== Description of the task ==
Return, exactly, the line that contains "Reviewer check: make sure each instance of the hillside" together with all lines after it to the end of the entries, and no further lines.

** Start of Entries shown **

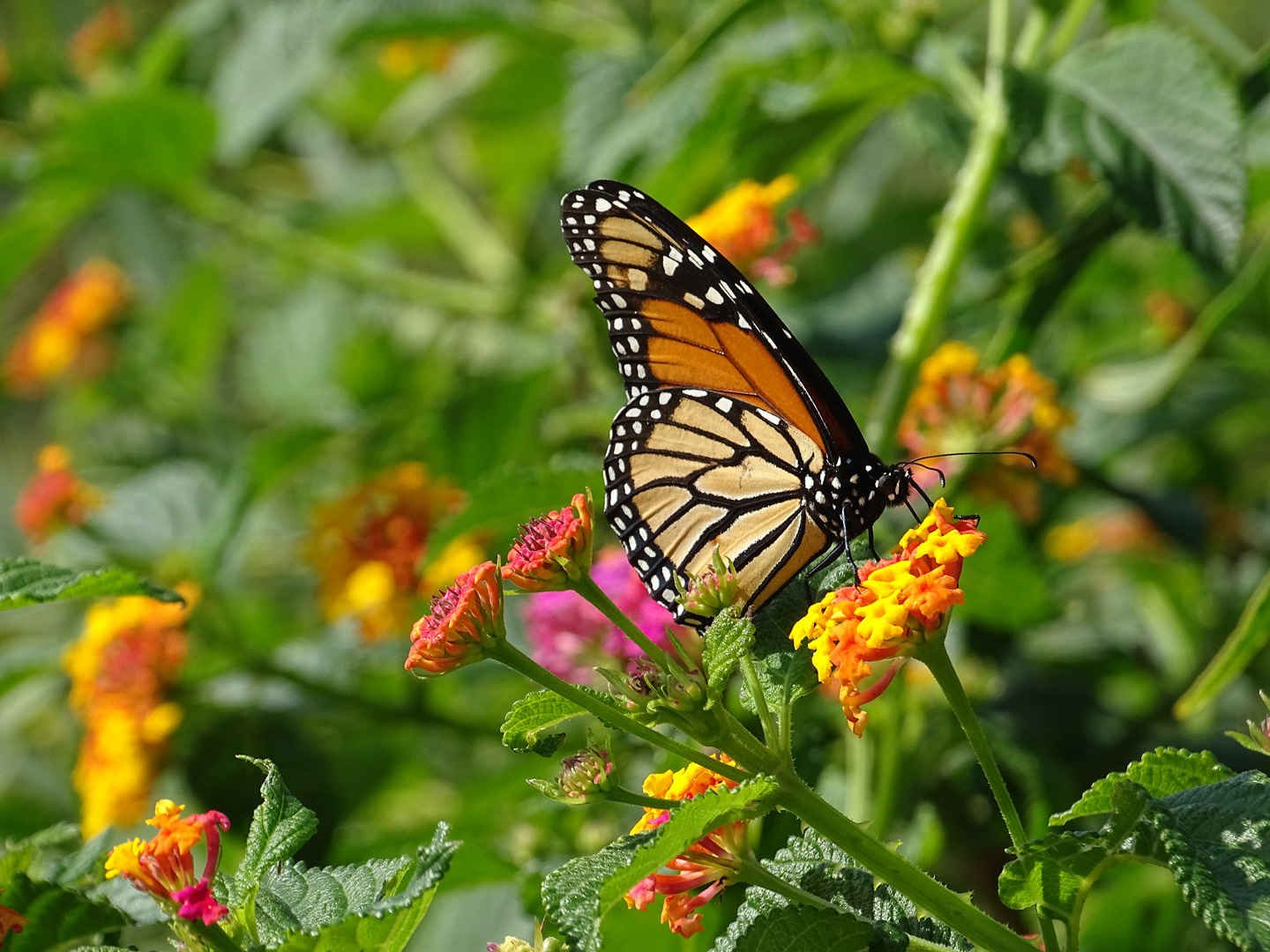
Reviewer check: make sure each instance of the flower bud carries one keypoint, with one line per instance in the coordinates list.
(553, 550)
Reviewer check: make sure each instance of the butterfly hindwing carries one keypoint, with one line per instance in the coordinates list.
(689, 470)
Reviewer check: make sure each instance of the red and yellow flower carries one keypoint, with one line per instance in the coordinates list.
(464, 622)
(61, 334)
(891, 612)
(122, 669)
(370, 545)
(958, 407)
(706, 866)
(164, 866)
(55, 496)
(554, 551)
(742, 225)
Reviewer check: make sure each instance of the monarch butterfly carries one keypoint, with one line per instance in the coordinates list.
(732, 435)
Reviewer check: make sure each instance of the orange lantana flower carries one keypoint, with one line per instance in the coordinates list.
(122, 669)
(164, 866)
(958, 406)
(705, 867)
(63, 329)
(894, 607)
(370, 547)
(54, 498)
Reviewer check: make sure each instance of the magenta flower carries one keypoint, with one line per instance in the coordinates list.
(569, 637)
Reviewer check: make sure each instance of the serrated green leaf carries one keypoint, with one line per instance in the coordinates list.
(802, 929)
(580, 893)
(1161, 772)
(57, 915)
(1251, 634)
(533, 715)
(727, 641)
(817, 866)
(25, 582)
(280, 827)
(1152, 113)
(370, 908)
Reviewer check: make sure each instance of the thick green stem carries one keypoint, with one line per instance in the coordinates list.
(519, 661)
(935, 657)
(927, 306)
(331, 258)
(589, 591)
(765, 714)
(935, 897)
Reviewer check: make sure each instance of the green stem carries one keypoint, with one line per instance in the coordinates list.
(934, 896)
(589, 591)
(927, 306)
(620, 795)
(521, 663)
(213, 937)
(756, 691)
(935, 657)
(756, 874)
(332, 258)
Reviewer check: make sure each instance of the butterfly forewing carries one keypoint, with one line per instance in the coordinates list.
(689, 470)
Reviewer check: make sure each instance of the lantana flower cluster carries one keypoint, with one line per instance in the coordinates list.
(958, 407)
(701, 873)
(369, 547)
(742, 225)
(122, 669)
(164, 866)
(63, 334)
(893, 608)
(55, 496)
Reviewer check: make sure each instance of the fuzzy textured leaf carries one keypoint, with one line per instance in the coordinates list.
(533, 715)
(25, 582)
(728, 639)
(1161, 772)
(1148, 108)
(280, 827)
(372, 908)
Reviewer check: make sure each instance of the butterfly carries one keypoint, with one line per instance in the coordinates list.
(732, 435)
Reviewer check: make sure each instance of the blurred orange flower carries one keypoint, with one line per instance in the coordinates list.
(895, 605)
(107, 33)
(55, 496)
(122, 669)
(705, 866)
(742, 225)
(958, 407)
(367, 548)
(60, 334)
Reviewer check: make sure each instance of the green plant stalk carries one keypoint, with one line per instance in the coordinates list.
(771, 736)
(927, 306)
(589, 591)
(324, 256)
(519, 661)
(935, 657)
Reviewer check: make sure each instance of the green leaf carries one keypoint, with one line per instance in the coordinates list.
(800, 929)
(1244, 643)
(580, 893)
(1161, 772)
(25, 582)
(280, 827)
(727, 641)
(1152, 113)
(57, 915)
(155, 138)
(370, 908)
(817, 866)
(531, 715)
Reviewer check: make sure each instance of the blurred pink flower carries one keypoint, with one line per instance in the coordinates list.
(569, 636)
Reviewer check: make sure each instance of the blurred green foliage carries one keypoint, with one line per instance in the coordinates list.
(338, 221)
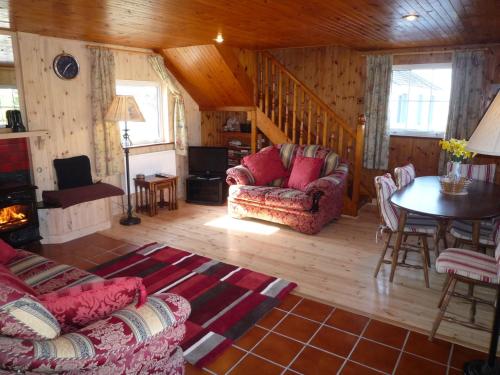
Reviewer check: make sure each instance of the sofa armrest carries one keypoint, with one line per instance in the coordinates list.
(103, 342)
(239, 175)
(326, 185)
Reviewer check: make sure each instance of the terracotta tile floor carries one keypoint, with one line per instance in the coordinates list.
(302, 336)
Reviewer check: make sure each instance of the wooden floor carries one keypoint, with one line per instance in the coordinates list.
(335, 266)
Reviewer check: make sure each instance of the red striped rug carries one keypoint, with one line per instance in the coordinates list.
(225, 300)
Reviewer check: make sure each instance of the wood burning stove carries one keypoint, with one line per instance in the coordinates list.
(18, 214)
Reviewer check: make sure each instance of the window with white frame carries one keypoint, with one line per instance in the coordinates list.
(419, 99)
(148, 95)
(9, 99)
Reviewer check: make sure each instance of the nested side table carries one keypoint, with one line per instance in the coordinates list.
(146, 193)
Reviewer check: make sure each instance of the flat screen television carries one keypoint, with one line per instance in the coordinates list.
(207, 161)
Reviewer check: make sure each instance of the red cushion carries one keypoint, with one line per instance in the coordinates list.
(265, 165)
(77, 306)
(7, 252)
(305, 170)
(6, 274)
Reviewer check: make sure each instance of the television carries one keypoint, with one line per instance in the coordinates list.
(207, 161)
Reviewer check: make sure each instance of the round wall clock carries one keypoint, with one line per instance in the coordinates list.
(65, 66)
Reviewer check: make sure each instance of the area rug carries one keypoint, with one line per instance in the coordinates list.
(225, 300)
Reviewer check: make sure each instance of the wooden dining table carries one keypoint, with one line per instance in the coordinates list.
(423, 196)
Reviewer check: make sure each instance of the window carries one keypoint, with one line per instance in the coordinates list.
(148, 95)
(9, 99)
(419, 99)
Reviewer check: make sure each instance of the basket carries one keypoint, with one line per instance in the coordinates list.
(454, 187)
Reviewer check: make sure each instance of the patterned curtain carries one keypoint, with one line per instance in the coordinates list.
(467, 97)
(378, 85)
(177, 116)
(107, 144)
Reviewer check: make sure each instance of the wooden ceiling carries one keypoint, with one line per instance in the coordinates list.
(261, 24)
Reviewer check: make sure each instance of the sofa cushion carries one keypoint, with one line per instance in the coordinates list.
(23, 316)
(272, 197)
(265, 166)
(7, 252)
(6, 274)
(305, 170)
(292, 199)
(77, 306)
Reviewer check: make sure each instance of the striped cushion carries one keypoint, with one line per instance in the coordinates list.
(23, 315)
(385, 187)
(462, 229)
(468, 263)
(421, 224)
(404, 175)
(481, 172)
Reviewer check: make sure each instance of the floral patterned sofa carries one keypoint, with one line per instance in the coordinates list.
(305, 211)
(143, 340)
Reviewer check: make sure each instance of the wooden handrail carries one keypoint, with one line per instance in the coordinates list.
(309, 92)
(296, 113)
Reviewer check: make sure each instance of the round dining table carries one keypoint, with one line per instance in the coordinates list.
(423, 196)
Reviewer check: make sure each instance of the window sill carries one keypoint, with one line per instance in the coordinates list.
(153, 147)
(417, 134)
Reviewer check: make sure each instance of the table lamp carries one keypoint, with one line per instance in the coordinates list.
(486, 141)
(124, 108)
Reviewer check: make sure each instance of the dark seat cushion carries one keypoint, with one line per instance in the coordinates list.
(70, 197)
(73, 172)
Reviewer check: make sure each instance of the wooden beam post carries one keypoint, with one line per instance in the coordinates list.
(358, 162)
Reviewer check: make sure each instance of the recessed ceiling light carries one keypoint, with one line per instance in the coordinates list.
(219, 38)
(411, 17)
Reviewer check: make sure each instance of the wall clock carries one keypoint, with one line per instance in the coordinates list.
(65, 66)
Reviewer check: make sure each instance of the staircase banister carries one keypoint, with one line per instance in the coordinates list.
(343, 123)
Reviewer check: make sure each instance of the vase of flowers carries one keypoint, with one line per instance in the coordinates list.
(458, 154)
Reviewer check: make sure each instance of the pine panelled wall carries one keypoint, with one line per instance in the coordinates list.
(337, 75)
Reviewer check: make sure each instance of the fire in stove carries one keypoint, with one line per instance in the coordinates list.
(12, 216)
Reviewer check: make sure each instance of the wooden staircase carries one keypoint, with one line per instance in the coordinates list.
(289, 112)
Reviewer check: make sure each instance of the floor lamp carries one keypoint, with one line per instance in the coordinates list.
(124, 108)
(486, 141)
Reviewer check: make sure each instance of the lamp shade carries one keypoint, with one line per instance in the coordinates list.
(124, 108)
(486, 138)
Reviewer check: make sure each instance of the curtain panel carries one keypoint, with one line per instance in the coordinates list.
(106, 135)
(377, 134)
(467, 99)
(177, 115)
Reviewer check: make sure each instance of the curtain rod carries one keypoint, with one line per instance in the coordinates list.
(441, 51)
(122, 49)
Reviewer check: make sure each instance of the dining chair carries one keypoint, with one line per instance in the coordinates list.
(416, 226)
(461, 230)
(404, 175)
(471, 268)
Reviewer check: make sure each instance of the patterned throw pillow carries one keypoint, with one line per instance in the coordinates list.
(77, 306)
(23, 316)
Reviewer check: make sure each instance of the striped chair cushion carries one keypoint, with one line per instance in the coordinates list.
(468, 263)
(404, 175)
(23, 315)
(385, 187)
(421, 224)
(481, 172)
(462, 229)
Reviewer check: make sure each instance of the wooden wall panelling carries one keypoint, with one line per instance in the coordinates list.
(335, 74)
(212, 123)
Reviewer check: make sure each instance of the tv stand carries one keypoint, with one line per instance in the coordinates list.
(210, 190)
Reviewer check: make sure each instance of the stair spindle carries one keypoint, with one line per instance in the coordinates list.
(294, 114)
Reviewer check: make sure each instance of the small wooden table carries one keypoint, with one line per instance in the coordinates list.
(146, 190)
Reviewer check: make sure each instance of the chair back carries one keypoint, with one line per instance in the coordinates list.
(404, 175)
(389, 214)
(481, 172)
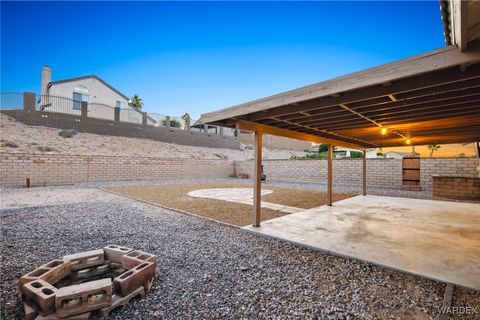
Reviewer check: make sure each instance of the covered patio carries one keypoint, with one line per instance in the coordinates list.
(432, 98)
(433, 239)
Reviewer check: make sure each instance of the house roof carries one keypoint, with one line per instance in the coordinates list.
(90, 77)
(461, 22)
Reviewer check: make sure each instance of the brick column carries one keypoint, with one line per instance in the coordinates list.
(28, 102)
(116, 115)
(84, 114)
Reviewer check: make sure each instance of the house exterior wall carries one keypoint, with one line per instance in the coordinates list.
(102, 100)
(57, 169)
(99, 92)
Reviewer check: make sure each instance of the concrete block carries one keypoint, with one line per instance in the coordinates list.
(141, 275)
(115, 253)
(119, 301)
(30, 312)
(53, 316)
(135, 257)
(91, 272)
(82, 298)
(40, 295)
(86, 259)
(51, 272)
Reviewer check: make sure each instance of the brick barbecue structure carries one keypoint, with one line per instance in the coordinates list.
(94, 281)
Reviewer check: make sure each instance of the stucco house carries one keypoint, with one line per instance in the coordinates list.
(66, 96)
(397, 154)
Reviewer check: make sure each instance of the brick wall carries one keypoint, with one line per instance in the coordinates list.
(123, 129)
(62, 169)
(460, 188)
(455, 167)
(346, 172)
(65, 169)
(381, 173)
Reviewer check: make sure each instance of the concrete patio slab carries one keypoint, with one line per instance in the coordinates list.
(439, 240)
(241, 195)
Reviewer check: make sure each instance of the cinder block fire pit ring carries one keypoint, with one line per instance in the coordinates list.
(92, 281)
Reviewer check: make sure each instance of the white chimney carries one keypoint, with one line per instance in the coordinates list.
(46, 78)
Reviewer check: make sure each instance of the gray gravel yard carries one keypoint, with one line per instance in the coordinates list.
(208, 270)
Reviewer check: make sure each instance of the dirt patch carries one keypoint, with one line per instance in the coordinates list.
(175, 196)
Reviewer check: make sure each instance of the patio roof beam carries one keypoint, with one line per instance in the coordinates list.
(419, 103)
(257, 179)
(405, 75)
(330, 176)
(253, 126)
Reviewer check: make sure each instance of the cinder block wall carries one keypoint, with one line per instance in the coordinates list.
(451, 167)
(66, 169)
(461, 188)
(381, 173)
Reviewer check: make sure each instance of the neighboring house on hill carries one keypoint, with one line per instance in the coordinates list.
(66, 96)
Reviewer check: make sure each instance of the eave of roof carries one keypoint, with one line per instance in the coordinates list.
(405, 96)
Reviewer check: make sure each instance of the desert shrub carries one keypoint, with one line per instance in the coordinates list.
(67, 133)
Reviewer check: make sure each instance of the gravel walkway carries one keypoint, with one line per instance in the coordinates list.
(208, 270)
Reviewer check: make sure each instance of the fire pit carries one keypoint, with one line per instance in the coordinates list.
(93, 281)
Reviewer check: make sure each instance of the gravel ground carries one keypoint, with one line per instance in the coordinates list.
(237, 214)
(208, 270)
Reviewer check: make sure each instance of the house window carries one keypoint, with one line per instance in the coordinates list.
(80, 93)
(120, 104)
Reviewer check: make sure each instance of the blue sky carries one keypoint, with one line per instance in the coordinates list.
(201, 56)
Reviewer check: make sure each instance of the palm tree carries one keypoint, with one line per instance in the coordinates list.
(433, 148)
(186, 117)
(137, 102)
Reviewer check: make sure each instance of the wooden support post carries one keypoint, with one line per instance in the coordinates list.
(257, 179)
(330, 175)
(364, 179)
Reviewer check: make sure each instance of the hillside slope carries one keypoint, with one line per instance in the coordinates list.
(17, 137)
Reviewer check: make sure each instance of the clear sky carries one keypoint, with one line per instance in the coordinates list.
(198, 57)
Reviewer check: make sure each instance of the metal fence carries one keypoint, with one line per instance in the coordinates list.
(48, 103)
(58, 104)
(11, 100)
(101, 111)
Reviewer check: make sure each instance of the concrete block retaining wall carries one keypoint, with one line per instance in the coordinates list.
(66, 169)
(381, 173)
(123, 129)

** End of Entries shown **

== Exercise result ==
Reviewer check: make sure each instance of the hillside slope carries one keypoint, with one line per instance in the coordinates list.
(17, 137)
Reviewer check: make sure each instance of the clear sky carries one keypoint, with one line per instance in the coordinates list.
(198, 57)
Reviewer check: make sure each instance of the metal fence carries one keypoint, with one line per instance in the coordinates list.
(48, 103)
(58, 104)
(11, 100)
(101, 111)
Reviewer check: make sure each instance of the concrete block retaining wall carries one keypoint, with one line per instance in the coordinates list.
(66, 169)
(381, 173)
(123, 129)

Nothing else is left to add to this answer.